**GIVEN REQUEST:** Repeat word for word the part of the Basti film summary starting at "A few days later, Rama's" and ending at "love with Rama.".
---- PROVIDED PASSAGE
Basti  is a 2003 Indian crime film. The film stars Samir Soni and Faisal Khan in lead roles, with Sheeba in a special guest appearance, Shama Sikander, Govind Namdeo, Sadashiv Amrapurkar and Kulbhushan Kharbanda in supporting roles.

Plot
The film starts with a voice (Kader Khan) narrating a small town of Mumbai. A gangster named Kanta (Sadashiv Amrapurkar) wants to destroy the town and is in a battle with Karanjia (Kulbhushan Kharbanda), who wants to replace the town with a shopping mall. Ramesh "Rama" Kulkarni (Samir Soni) returns to his town after several years and is greeted by all of his friends, neighbors and youngest sister, Pinky (Mamta Mishra). It's only Rama's father, Vinayak Kulkarni (Govind Namdeo), a school teacher, who does not greet him and is angered with Rama.

A few days later, Rama's younger brother, Satish (Faisal Khan), returns after completing his studies. Rama begins guarding his town against the gangsters of the town. Karanjia hires Rama and gives him some money and weapons for his protection. Rama buys gifts for his family, but everyone refuses to take the gifts, and they refuse him into his family. Rama decides to marry Madhu (Sanober Kabir), a girl who has fallen in love with Rama.

During a festival of Shi'a Muslims, Kanta and his gangsters start terrorizing it. Rama and his friends began fighting Kanta's gangsters, until Rama is killed by Kanta's gangsters. Karanjia hires Satish, who decides to take the revenge for his brother's death. Satish is in love with a girl named Priya (Shama Sikander), whom Karanjia treats like his daughter. Satish's family gets destroyed, when his sister Pinky is raped by the Minister (Pramod Moutho), and his father is heartbroken at hearing the news. Pinky commits suicide, and Satish's father dies by a heart attack. Satish is outraged and kills Police Commissioner (Ranjeet), who is replaced by the new Commissioner of Maharashtra, Jabbar (Rajendra Gupta).
--------
---- SUPPLIED MATERIAL
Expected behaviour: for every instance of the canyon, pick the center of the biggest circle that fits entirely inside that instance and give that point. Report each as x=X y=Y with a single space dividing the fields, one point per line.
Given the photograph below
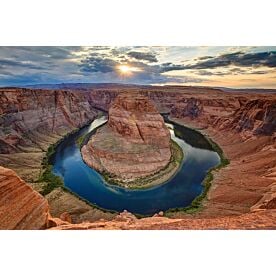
x=242 y=194
x=134 y=146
--------
**WRITTEN RESPONSE:**
A few days later, Rama's younger brother, Satish (Faisal Khan), returns after completing his studies. Rama begins guarding his town against the gangsters of the town. Karanjia hires Rama and gives him some money and weapons for his protection. Rama buys gifts for his family, but everyone refuses to take the gifts, and they refuse him into his family. Rama decides to marry Madhu (Sanober Kabir), a girl who has fallen in love with Rama.